▶ [INSTRUCTIONS TO FOLLOW]:
Look through the records below for the line holding "Draw the outline of every instance of the red bract;". Write it out exactly, with each following line through the line holding "Draw the outline of every instance of the curled".

======== GIVEN INFORMATION

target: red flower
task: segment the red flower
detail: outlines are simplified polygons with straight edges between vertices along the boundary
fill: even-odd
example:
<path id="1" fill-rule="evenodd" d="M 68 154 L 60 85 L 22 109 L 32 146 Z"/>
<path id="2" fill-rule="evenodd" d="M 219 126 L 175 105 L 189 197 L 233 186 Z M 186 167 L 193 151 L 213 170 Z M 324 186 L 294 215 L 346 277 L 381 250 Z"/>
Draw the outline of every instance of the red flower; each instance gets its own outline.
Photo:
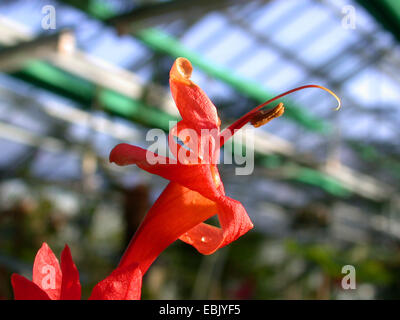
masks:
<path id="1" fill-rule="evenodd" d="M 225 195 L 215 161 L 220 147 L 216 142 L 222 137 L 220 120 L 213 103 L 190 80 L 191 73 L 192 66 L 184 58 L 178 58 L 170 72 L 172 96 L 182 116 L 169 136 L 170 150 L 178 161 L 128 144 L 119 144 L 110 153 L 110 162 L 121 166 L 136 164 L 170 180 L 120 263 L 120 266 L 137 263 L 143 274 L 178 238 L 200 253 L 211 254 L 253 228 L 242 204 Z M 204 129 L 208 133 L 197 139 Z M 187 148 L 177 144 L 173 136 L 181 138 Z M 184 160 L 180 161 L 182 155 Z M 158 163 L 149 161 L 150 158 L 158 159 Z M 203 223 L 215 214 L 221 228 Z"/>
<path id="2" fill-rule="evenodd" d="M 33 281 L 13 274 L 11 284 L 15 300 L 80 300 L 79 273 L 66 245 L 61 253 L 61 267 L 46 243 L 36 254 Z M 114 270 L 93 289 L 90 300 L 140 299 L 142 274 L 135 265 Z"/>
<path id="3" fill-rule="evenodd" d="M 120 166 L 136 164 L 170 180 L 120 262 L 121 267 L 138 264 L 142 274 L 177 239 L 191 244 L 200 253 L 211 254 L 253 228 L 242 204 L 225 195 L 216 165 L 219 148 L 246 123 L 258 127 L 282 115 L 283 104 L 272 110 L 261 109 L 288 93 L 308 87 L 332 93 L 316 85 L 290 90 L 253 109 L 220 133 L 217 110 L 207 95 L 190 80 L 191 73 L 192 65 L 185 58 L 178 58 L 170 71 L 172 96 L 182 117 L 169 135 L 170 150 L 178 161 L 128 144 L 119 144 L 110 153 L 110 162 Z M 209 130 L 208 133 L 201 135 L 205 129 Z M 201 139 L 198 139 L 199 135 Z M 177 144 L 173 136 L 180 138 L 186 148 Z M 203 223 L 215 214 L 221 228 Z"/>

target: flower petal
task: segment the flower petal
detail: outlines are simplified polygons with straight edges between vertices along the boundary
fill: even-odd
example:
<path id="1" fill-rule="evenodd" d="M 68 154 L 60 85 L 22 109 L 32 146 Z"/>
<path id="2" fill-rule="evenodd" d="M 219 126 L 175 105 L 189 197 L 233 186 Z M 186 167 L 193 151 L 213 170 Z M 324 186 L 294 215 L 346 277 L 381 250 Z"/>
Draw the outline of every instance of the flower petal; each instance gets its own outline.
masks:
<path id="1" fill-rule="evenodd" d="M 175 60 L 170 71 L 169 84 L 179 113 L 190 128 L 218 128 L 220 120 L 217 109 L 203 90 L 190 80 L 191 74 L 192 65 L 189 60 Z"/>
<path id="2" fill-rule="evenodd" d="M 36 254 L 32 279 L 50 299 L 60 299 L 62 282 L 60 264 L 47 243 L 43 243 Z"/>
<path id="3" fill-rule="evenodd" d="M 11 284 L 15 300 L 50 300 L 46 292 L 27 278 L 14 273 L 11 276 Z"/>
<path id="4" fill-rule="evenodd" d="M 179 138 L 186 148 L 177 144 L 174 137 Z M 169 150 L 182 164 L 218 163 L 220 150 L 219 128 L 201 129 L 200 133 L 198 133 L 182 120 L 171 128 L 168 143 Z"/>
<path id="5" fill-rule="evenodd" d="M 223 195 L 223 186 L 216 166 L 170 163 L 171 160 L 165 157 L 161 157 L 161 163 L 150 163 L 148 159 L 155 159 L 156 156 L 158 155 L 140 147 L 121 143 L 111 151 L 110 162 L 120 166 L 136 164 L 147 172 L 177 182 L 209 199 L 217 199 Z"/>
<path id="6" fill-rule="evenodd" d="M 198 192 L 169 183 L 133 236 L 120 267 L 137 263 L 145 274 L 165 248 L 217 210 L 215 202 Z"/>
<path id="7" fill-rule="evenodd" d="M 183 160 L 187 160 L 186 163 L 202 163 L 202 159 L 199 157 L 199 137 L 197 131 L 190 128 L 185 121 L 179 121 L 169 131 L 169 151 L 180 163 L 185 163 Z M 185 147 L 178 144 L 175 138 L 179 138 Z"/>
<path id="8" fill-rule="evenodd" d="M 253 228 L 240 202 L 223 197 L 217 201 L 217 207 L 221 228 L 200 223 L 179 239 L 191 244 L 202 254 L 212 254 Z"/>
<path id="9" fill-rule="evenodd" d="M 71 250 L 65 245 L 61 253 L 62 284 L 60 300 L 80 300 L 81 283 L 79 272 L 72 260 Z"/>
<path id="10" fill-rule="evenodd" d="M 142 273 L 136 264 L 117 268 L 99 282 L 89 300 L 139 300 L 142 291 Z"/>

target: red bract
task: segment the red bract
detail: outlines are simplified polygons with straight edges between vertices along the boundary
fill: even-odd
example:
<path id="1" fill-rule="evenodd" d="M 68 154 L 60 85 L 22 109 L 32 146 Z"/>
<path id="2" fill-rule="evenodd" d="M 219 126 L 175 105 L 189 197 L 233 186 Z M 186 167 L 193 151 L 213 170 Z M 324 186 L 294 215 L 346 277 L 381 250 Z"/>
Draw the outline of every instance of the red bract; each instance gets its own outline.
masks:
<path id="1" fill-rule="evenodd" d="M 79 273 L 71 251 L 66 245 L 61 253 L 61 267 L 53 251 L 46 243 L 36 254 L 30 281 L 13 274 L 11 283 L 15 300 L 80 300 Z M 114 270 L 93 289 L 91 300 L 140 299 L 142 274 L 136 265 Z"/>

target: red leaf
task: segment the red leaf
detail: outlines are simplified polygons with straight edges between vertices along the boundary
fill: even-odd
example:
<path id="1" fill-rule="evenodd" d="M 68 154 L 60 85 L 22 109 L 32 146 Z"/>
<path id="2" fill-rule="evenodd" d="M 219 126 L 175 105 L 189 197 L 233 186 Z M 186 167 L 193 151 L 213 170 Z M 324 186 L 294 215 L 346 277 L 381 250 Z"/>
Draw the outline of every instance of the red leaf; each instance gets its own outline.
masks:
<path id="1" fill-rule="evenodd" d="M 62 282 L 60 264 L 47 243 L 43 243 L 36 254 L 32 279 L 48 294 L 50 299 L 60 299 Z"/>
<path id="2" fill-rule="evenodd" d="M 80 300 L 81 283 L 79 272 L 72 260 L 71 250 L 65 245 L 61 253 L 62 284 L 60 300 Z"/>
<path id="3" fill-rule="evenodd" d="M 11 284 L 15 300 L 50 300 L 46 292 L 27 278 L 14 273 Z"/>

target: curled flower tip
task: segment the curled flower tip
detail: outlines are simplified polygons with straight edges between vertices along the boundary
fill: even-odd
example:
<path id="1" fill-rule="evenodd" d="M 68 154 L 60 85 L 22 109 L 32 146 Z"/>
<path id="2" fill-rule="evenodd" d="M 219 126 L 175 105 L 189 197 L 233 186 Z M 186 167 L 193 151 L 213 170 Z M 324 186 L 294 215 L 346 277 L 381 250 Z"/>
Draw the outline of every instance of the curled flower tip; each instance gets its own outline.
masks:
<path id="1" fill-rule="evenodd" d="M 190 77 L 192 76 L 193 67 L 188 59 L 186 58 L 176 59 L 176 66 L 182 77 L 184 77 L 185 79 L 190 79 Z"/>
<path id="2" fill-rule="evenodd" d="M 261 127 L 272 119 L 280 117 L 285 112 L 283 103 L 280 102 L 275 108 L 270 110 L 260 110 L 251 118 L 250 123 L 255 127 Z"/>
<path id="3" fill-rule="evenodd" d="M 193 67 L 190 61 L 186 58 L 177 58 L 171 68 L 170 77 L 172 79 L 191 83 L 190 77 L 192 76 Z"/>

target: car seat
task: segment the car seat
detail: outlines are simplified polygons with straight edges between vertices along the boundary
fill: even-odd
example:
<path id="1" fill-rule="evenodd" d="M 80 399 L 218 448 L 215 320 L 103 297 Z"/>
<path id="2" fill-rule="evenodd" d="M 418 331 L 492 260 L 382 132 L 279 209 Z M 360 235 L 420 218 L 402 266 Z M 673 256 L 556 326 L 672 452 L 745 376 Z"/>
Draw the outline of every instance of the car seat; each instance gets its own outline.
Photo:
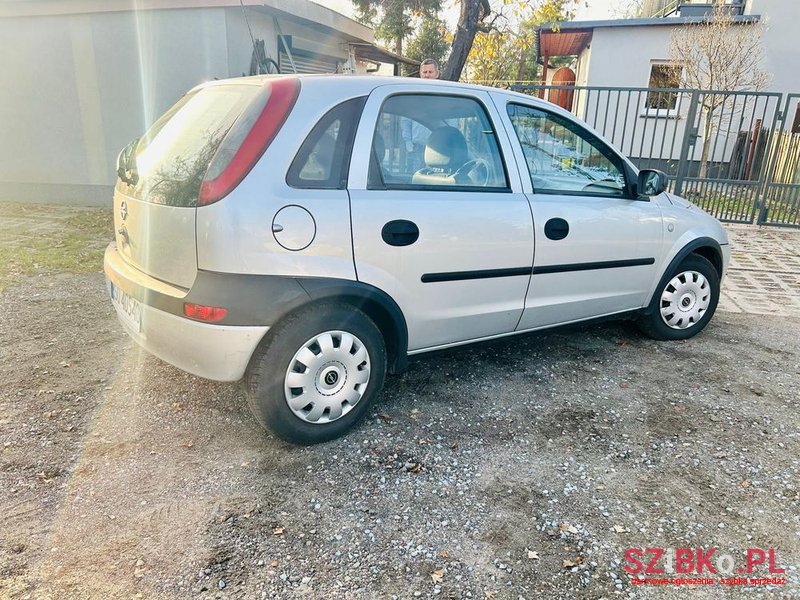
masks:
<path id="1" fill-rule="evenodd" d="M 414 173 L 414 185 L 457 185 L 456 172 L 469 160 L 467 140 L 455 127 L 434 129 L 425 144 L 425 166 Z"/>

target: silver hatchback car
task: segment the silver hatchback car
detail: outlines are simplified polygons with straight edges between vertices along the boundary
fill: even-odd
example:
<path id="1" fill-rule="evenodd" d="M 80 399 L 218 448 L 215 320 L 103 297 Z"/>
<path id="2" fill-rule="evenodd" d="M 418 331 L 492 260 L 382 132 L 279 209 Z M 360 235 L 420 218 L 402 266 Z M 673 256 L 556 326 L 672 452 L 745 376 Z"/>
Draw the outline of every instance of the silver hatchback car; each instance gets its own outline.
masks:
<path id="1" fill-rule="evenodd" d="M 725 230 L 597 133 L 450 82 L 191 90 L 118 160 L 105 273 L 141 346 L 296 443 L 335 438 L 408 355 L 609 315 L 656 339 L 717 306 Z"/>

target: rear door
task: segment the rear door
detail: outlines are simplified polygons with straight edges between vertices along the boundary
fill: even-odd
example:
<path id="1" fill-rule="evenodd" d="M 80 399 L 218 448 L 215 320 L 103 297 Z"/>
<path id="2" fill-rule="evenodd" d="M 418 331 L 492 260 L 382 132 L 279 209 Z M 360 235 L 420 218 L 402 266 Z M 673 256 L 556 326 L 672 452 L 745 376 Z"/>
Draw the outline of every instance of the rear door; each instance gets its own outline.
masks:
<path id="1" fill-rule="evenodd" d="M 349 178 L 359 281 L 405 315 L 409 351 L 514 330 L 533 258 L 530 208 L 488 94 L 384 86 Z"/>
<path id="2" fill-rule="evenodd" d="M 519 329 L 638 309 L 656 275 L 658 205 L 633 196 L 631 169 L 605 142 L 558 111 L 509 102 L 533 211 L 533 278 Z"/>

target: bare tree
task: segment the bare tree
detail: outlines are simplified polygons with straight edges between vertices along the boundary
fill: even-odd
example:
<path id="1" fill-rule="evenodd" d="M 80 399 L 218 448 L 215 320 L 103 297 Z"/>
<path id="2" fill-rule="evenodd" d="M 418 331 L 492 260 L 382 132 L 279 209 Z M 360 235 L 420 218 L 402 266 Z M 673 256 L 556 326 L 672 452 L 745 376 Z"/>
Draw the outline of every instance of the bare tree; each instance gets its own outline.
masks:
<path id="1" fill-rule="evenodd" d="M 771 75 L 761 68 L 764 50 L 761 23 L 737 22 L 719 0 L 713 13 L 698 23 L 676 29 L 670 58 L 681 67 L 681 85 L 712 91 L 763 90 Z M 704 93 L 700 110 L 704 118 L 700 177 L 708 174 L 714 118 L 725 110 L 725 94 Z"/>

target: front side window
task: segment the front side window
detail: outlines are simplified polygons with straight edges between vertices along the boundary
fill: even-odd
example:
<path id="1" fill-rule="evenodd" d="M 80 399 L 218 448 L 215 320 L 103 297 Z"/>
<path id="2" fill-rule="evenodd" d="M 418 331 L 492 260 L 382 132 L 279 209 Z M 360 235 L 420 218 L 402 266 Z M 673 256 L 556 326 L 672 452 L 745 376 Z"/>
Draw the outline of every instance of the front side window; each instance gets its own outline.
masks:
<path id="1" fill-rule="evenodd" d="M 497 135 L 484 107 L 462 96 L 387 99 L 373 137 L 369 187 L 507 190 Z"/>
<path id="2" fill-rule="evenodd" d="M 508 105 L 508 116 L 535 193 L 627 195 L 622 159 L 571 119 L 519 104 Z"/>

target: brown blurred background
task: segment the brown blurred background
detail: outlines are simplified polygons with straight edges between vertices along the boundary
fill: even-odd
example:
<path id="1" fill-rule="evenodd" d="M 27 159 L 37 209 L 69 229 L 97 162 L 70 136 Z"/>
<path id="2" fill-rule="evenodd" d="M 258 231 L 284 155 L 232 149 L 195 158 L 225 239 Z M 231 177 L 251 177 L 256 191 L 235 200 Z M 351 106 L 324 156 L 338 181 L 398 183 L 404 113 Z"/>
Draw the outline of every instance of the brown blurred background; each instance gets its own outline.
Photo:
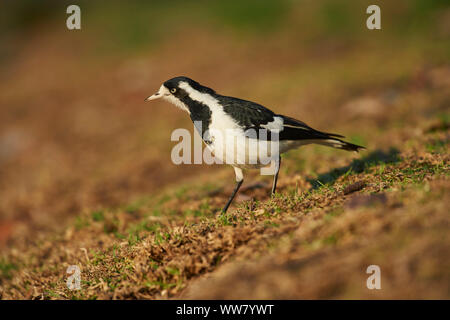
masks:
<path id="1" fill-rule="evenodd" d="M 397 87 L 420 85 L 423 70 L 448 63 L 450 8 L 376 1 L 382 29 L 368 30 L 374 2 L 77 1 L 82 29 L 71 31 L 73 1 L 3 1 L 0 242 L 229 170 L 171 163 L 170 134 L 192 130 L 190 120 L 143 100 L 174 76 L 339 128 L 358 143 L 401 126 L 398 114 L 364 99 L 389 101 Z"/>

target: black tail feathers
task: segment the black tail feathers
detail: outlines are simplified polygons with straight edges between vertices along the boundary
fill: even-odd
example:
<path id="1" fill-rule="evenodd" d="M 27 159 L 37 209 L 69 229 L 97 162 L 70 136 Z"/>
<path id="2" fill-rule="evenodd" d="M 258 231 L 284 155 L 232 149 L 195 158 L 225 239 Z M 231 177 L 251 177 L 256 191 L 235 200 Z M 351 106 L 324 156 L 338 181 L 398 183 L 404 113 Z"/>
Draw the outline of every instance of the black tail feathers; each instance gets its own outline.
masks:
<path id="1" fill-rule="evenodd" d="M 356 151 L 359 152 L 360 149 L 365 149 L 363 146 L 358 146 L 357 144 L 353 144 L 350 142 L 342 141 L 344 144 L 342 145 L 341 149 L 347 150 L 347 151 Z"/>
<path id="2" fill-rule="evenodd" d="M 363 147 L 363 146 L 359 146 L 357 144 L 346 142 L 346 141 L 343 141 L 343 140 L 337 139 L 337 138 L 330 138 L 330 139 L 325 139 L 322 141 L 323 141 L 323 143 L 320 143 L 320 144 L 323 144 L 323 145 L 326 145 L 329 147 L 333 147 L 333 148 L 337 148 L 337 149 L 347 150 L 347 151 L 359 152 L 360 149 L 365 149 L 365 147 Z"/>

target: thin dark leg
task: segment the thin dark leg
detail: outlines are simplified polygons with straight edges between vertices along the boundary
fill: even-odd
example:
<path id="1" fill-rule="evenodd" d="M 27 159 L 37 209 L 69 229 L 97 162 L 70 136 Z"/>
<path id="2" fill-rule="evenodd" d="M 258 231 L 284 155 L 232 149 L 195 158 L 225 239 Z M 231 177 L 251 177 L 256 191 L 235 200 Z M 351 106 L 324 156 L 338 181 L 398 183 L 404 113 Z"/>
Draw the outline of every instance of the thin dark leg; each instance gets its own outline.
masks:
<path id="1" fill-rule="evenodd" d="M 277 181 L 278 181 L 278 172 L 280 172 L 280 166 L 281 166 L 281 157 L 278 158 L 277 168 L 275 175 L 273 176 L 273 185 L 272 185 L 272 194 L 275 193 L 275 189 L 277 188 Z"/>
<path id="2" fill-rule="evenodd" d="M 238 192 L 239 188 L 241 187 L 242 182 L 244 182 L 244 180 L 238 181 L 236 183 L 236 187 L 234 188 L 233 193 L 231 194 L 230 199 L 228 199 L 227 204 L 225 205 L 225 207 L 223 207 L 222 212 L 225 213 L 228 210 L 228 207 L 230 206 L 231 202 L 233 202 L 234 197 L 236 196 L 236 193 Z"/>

================

▶ [THE COMPLETED TASK]:
Draw the outline of every instance of the red bract; each instance gets its own outline.
masks:
<path id="1" fill-rule="evenodd" d="M 79 273 L 71 251 L 66 245 L 61 253 L 61 267 L 53 251 L 46 243 L 36 254 L 30 281 L 13 274 L 11 283 L 15 300 L 80 300 Z M 114 270 L 93 289 L 91 300 L 140 299 L 142 274 L 136 265 Z"/>

target: red leaf
task: segment the red leaf
detail: outlines are simplified polygons with straight edges between vertices along the boundary
fill: even-odd
example:
<path id="1" fill-rule="evenodd" d="M 68 154 L 60 85 L 22 109 L 32 146 Z"/>
<path id="2" fill-rule="evenodd" d="M 219 126 L 175 105 L 189 197 L 233 186 Z M 186 167 L 193 151 L 213 170 Z M 324 186 L 294 215 L 346 277 L 381 250 Z"/>
Draw the outline of every instance of the red leaf; each instance gets its own outline.
masks:
<path id="1" fill-rule="evenodd" d="M 62 282 L 60 264 L 47 243 L 43 243 L 36 254 L 32 279 L 48 294 L 50 299 L 60 299 Z"/>
<path id="2" fill-rule="evenodd" d="M 80 300 L 81 283 L 79 272 L 72 260 L 71 250 L 65 245 L 61 253 L 62 284 L 60 300 Z"/>
<path id="3" fill-rule="evenodd" d="M 11 284 L 15 300 L 50 300 L 46 292 L 27 278 L 14 273 Z"/>

target: curled flower tip
task: segment the curled flower tip
detail: outlines are simplified polygons with straight edges between vertices along the boundary
fill: even-odd
example:
<path id="1" fill-rule="evenodd" d="M 68 154 L 60 85 L 22 109 L 32 146 Z"/>
<path id="2" fill-rule="evenodd" d="M 219 126 L 175 105 L 189 197 L 233 186 Z M 186 167 L 193 151 L 213 170 Z M 324 186 L 294 215 L 346 277 L 381 250 Z"/>
Draw the outline of every instance of the curled flower tip; each instance gets its own outline.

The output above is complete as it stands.